# START OF TEXT PASSAGE

As of this week we are serving 50 teens per week with 18 food items in 4 schools and the Peoria Community Center. In addition to food we now offer monthly toiletries, refurbished bikes when we can find them, new and gently used clothes and shoes, graduation and Christmas gifts and through partners, future educational possibilities and jobs. We have been helped greatly by the church Mission committee, the members of the congregation, the Deacons (pay for more rented storage space); Pastor Pat, Eve’s Place, Heritage Presbyterian Church, VFW, community donations and corporate grants. We need to grow because the problem of teen hunger in our community and state continues to grow. 1 in 4 kids in Arizona go to bed hungry and do poorly in school because they are hungry.
All of this history is to explain why we need to grow more. We have been offered a partnership with Heritage Presbyterian Church Congregation. They are doing fund raisers and food drives for the Pantry. Our partnership with Eve’s Place has flourished and we now can offer more services because of them.

# END OF TEXT PASSAGE

» **TASK TO COMPLETE**
Update everything in the food pantry passage from "As of this week" down to "they are hungry.", putting "weekly" in place of "monthly".

# START OF RECORDS

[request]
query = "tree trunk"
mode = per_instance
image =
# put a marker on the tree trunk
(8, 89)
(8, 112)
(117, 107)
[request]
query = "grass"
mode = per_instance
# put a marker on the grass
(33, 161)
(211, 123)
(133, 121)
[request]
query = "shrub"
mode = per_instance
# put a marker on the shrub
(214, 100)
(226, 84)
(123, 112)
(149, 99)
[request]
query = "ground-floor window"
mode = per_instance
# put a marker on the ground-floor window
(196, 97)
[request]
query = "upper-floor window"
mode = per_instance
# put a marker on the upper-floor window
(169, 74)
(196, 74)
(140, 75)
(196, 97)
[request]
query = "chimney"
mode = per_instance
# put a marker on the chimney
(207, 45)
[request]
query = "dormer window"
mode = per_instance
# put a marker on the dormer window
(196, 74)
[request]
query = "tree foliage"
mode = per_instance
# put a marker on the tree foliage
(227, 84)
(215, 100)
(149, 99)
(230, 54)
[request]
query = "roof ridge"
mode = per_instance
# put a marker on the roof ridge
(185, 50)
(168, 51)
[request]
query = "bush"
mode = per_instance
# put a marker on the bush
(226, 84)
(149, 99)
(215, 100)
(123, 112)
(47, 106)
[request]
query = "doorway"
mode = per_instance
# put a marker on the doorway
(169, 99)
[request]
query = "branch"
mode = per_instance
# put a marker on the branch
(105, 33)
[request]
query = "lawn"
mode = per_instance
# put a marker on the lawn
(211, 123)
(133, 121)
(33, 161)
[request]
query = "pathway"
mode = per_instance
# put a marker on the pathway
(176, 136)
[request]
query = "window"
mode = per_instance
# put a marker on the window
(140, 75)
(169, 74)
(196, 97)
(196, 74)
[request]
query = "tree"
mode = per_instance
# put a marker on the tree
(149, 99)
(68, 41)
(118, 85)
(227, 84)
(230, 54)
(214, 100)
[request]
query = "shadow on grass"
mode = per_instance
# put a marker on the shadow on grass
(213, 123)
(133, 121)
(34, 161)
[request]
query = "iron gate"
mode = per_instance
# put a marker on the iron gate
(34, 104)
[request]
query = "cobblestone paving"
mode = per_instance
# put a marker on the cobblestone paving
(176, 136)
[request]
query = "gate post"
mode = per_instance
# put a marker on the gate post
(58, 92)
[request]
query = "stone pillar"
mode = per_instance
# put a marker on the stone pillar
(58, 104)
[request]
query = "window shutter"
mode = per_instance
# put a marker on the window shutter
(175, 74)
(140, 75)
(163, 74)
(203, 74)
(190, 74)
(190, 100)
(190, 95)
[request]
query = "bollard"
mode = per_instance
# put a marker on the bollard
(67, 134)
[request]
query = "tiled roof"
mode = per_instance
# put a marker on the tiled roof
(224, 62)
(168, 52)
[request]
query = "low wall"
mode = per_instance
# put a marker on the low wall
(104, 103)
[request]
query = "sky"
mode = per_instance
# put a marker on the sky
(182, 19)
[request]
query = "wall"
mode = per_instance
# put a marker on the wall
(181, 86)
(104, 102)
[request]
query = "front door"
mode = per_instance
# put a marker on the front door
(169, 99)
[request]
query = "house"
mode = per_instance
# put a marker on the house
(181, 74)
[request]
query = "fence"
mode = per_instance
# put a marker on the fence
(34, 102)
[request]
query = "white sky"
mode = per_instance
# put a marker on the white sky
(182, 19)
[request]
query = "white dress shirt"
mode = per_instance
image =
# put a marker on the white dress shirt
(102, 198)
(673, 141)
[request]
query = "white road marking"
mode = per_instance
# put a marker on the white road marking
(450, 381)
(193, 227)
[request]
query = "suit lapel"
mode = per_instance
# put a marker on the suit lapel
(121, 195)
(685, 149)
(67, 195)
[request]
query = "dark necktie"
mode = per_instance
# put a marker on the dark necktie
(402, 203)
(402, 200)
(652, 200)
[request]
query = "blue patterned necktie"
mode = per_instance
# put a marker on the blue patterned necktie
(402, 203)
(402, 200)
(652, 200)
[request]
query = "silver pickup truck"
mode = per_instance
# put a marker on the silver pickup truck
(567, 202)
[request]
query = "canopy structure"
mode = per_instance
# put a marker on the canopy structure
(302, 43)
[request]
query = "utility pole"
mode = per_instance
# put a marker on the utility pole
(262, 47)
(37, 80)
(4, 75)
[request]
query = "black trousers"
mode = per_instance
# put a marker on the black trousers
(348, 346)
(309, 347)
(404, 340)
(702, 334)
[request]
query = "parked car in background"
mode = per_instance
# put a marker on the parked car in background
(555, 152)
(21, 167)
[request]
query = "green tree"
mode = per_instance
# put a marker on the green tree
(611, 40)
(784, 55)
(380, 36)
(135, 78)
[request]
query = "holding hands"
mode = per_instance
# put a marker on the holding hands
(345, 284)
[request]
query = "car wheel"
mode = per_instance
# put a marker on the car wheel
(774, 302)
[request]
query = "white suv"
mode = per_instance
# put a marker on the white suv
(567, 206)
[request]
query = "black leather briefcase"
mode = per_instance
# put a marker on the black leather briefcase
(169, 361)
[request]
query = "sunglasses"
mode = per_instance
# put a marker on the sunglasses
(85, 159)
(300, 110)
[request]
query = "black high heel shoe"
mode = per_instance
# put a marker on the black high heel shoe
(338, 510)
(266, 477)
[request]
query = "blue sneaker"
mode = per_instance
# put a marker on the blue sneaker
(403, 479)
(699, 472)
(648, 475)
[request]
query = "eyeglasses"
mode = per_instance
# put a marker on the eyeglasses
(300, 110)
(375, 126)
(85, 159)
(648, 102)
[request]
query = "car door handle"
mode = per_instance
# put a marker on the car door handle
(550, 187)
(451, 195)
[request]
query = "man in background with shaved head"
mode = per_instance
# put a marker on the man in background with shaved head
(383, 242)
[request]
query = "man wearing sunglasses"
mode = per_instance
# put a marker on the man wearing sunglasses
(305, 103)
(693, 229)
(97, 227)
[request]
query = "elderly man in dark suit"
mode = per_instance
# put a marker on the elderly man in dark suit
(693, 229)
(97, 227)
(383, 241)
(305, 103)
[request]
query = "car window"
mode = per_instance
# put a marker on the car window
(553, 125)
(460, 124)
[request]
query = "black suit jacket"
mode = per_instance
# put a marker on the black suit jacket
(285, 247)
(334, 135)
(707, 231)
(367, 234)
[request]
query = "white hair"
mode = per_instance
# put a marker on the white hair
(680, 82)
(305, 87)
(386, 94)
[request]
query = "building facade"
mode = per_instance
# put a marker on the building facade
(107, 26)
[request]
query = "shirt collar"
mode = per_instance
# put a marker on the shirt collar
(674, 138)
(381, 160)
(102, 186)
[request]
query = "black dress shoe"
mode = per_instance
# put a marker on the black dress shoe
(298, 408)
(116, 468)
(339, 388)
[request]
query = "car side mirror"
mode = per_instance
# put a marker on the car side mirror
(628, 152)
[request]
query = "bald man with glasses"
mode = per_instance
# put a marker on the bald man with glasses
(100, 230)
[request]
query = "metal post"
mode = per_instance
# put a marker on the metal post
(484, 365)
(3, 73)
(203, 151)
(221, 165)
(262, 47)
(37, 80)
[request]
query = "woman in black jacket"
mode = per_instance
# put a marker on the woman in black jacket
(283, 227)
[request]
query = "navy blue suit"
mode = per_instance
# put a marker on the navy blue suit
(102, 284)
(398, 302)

# END OF RECORDS

» **RESULT OF THIS EXERCISE**
As of this week we are serving 50 teens per week with 18 food items in 4 schools and the Peoria Community Center. In addition to food we now offer weekly toiletries, refurbished bikes when we can find them, new and gently used clothes and shoes, graduation and Christmas gifts and through partners, future educational possibilities and jobs. We have been helped greatly by the church Mission committee, the members of the congregation, the Deacons (pay for more rented storage space); Pastor Pat, Eve’s Place, Heritage Presbyterian Church, VFW, community donations and corporate grants. We need to grow because the problem of teen hunger in our community and state continues to grow. 1 in 4 kids in Arizona go to bed hungry and do poorly in school because they are hungry.